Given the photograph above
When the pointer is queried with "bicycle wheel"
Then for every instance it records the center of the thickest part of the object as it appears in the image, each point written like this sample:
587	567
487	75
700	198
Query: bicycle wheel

------------------------

## Work to complete
From the entries above, list each line with "wheel" in it.

## Solution for this problem
When the pointer is queried with "bicycle wheel"
Query: bicycle wheel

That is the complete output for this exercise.